A SIX-YEAR-OLD boy, who died after running out in front of a car, might have been in a “strop” because his mum would not let him have any sweets, an inquest heard.

Oxfordshire Coroner’s Court was yesterday told Jayden Nash was knocked more than 25 metres when he was hit by the white Audi Q5 on the school run.

It heard that the youngster, of Marlborough Close in Faringdon, ran out from behind a bus in Watchfield at about 8.20am on Wednesday, February 5. He died of a severe brain injury 10 days later at Oxford’s John Radcliffe Hospital.

His mother Jordan Johnson said she was taking Jayden to school with her young daughter and her neighbour’s son when the accident happened.

In a statement she said Jayden had got off the double decker number 66 bus first and she had struggled to get the pushchair off the bus as people got on.

She said: “As I got to the back of the bus I heard a bang and saw something flying across the road.”

The 23-year-old said: “Jayden is normally very good at crossing the road.

“I am not sure why he did not wait. Maybe because he was in a strop because he was not allowed any sweets.

“But he has been in a strop before and not run out.”

The accident happened in Northford Hill – a 40mph zone.

Driver Dawn Jolleys – who was taking her children to school – said in a statement she had braked instantly when she saw something move.

She said: “Everything seemed to be happening in slow motion. There was nothing more I could do.

“I sat in the driver’s seat feeling very shaken, traumatised and sick.”

Her husband Guy, an airline pilot who was in the passenger seat, said he did not see anything until after the collision.

He said: “I remember Dawn said something to the effect of “oh God no”.

Nursery nurse Dawn Humphries, who stopped her car at the scene of the accident, said in a statement she saw Jayden’s mother and suspected Jayden had run out into the road.

She sad: “I thought this because I have seen Jayden run across the road from behind the bus before.”

Collision investigator Pc James Henderson said it was likely Mrs Jolleys had been travelling at about 36mph and Jayden had been knocked between 25.2m and 28.5m by the force of the collision.

He said: “There does not seem to be anything the driver of the Audi could have reasonably done to avoid the collision.”

Coroner Darren Salter, recording a verdict of accident, said Jayden’s brain injury had not been survivable.

He said: “It is many parents’ biggest nightmare, this type of situation, and all parents can do is to educate and to remind children about the dangers of crossing the road, but children are impulsive.”

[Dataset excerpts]
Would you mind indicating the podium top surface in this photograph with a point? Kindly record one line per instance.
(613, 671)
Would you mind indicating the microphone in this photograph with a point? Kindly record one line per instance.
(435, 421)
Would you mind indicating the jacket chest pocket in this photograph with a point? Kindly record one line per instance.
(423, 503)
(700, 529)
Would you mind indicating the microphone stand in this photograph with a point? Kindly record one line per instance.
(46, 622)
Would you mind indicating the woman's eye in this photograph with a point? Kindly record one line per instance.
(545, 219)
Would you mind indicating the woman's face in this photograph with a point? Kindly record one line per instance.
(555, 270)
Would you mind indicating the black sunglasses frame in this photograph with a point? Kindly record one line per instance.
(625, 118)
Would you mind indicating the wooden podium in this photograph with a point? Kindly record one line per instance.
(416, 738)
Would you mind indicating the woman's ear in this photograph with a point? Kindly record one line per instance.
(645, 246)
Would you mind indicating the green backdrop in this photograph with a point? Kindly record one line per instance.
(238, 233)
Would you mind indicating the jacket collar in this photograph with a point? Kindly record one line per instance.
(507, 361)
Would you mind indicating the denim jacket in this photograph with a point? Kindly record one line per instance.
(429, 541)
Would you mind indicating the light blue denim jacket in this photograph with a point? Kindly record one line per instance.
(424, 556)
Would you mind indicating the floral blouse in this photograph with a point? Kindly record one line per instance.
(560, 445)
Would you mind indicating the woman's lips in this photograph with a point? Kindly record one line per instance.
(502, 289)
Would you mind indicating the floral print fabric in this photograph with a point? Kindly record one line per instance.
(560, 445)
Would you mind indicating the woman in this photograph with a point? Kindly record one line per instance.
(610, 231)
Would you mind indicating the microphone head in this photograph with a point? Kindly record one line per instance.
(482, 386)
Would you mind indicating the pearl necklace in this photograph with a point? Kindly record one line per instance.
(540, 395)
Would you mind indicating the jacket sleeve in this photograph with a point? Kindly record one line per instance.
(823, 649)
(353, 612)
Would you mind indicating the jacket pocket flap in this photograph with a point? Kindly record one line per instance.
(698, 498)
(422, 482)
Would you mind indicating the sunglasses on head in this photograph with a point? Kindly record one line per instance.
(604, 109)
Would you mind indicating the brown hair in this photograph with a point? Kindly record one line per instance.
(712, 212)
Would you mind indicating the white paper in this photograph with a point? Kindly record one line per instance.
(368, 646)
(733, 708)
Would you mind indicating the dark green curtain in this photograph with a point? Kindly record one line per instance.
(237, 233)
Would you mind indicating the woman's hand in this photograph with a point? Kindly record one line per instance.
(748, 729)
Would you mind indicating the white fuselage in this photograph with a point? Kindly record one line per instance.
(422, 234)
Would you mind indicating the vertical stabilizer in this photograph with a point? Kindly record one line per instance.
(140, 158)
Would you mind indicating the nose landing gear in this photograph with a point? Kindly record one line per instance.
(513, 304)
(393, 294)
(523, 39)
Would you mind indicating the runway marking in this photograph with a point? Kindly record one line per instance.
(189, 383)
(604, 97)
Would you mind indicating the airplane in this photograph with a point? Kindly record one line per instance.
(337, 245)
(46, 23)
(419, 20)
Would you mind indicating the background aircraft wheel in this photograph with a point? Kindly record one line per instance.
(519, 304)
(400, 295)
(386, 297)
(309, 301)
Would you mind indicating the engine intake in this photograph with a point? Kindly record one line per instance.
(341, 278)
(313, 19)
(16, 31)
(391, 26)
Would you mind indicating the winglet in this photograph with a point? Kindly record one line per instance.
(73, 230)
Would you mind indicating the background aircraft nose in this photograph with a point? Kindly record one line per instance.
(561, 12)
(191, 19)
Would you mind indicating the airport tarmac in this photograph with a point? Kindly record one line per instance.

-- To do --
1 - According to the inquest report, why did Dawn Humphries suspect that Jayden had run out into the road?
2 - Write out the stretch of the inquest report from "It heard that" through "people got on." word for word.

-- Solutions in order --
1 - She suspected it because she had seen Jayden run across the road from behind the bus before.

2 -
It heard that the youngster, of Marlborough Close in Faringdon, ran out from behind a bus in Watchfield at about 8.20am on Wednesday, February 5. He died of a severe brain injury 10 days later at Oxford’s John Radcliffe Hospital.

His mother Jordan Johnson said she was taking Jayden to school with her young daughter and her neighbour’s son when the accident happened.

In a statement she said Jayden had got off the double decker number 66 bus first and she had struggled to get the pushchair off the bus as people got on.